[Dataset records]

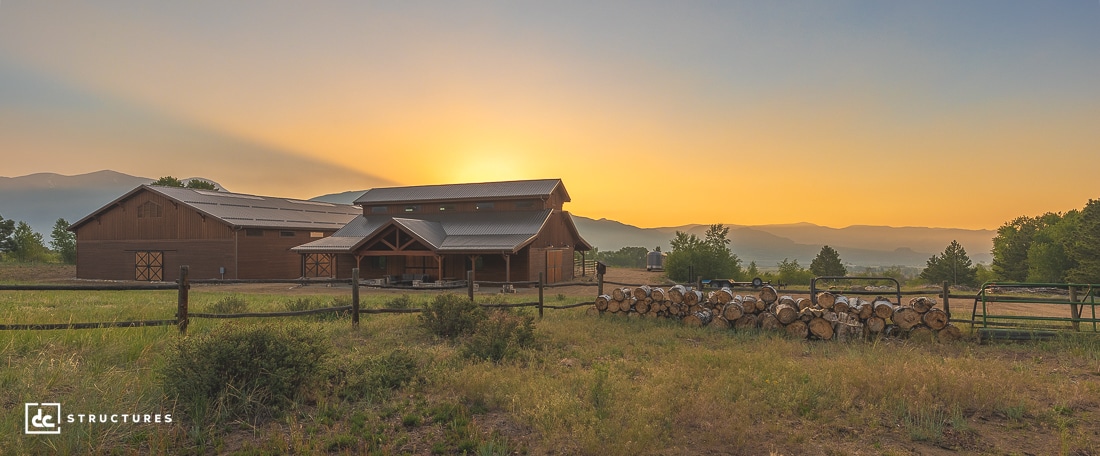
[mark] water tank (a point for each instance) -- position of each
(655, 260)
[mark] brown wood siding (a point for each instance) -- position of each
(176, 222)
(268, 256)
(114, 259)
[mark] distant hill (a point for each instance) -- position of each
(770, 244)
(40, 199)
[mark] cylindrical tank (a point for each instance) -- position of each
(655, 260)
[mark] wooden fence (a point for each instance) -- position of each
(183, 313)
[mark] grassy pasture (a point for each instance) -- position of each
(591, 386)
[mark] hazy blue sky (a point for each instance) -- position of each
(943, 113)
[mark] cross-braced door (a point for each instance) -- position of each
(149, 266)
(319, 265)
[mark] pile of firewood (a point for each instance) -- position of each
(833, 317)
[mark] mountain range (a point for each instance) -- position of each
(41, 199)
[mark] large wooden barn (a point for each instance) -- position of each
(502, 231)
(147, 233)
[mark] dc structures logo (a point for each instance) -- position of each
(45, 420)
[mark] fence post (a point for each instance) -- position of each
(354, 298)
(182, 301)
(947, 300)
(470, 284)
(1075, 312)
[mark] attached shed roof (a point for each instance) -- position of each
(455, 232)
(514, 189)
(250, 210)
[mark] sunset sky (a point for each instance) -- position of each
(927, 113)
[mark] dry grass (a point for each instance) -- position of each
(590, 386)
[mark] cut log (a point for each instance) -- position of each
(697, 319)
(768, 295)
(935, 319)
(883, 309)
(949, 333)
(922, 333)
(746, 322)
(677, 293)
(733, 311)
(876, 324)
(602, 301)
(821, 329)
(718, 322)
(693, 297)
(921, 303)
(865, 310)
(798, 330)
(787, 313)
(839, 304)
(905, 318)
(768, 321)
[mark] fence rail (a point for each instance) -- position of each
(183, 314)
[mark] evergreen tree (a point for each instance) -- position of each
(953, 266)
(7, 228)
(200, 185)
(28, 244)
(827, 263)
(167, 181)
(63, 242)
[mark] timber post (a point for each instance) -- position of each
(470, 284)
(541, 282)
(947, 302)
(1075, 312)
(354, 297)
(182, 300)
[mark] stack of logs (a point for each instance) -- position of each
(833, 317)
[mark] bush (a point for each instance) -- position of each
(229, 304)
(451, 315)
(501, 336)
(306, 303)
(403, 301)
(374, 377)
(239, 371)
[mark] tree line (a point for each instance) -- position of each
(1052, 247)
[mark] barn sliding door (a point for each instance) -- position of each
(319, 265)
(149, 266)
(553, 266)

#### EXERCISE:
Transcribe all the lines above exactly, apart from the pictures.

#### EXERCISE RESPONSE:
[mark] water tank (a point for each instance) -- position of each
(655, 260)
[mark] brown wood siding (a point for each instance) -- position of each
(176, 222)
(268, 256)
(114, 259)
[mark] distant hill (a point for each instance) -- position of each
(770, 244)
(40, 199)
[mark] cylindrical tank (a point for each instance) -- position of each
(655, 260)
[mark] wooden fence (a point for each instance) -- position of each
(183, 313)
[mark] grassy pasture (a point for each instance) -- position of each
(591, 386)
[mark] hazy blue sky (a point for each instance) -- position of each
(943, 113)
[mark] cross-braced door (a point for each instance) -- position of each
(149, 266)
(319, 265)
[mark] pile of firewood (a point for each instance) -- position of each
(833, 317)
[mark] mountain range (a point for each instance) -- position of each
(41, 199)
[mark] large wooden barn (a point for each instance) -- position of each
(502, 231)
(147, 233)
[mark] dc structures logo (a point for each instance) -- position of each
(45, 420)
[mark] fence post (a point for each instance) -- position of each
(354, 298)
(182, 301)
(947, 300)
(470, 284)
(1075, 312)
[mark] attached shed roof (a point for each instance) -- position of each
(455, 232)
(514, 189)
(250, 210)
[mark] sunset sky (a point for each instance) -- position of each
(927, 113)
[mark] dry grass (a point for each instance) -- position of each
(590, 386)
[mark] cut log (a point for each instance) -- position of each
(697, 319)
(768, 295)
(935, 319)
(883, 309)
(949, 333)
(922, 333)
(746, 322)
(677, 293)
(733, 311)
(876, 324)
(602, 301)
(821, 329)
(718, 322)
(693, 297)
(921, 303)
(865, 310)
(798, 330)
(787, 313)
(839, 304)
(905, 318)
(768, 321)
[mark] fence rail (a point for each instance) -- position of each
(183, 314)
[mark] evergreen tree (a point for each instance) -- position of each
(953, 266)
(7, 228)
(200, 185)
(28, 244)
(827, 263)
(167, 181)
(63, 242)
[mark] timber post (a point for each instance) -- position of each
(470, 284)
(541, 282)
(947, 302)
(1075, 312)
(354, 297)
(182, 300)
[mark] stack of logs (a point for each instance) -- position of each
(833, 317)
[mark] bush (a point for each instance) -- position of each
(229, 304)
(451, 315)
(501, 336)
(306, 303)
(403, 301)
(374, 377)
(239, 371)
[mark] tree line (a point for each instance) -- position of each
(1052, 247)
[mark] barn sliding door (a point for each instance) -- position of each
(319, 265)
(149, 266)
(553, 266)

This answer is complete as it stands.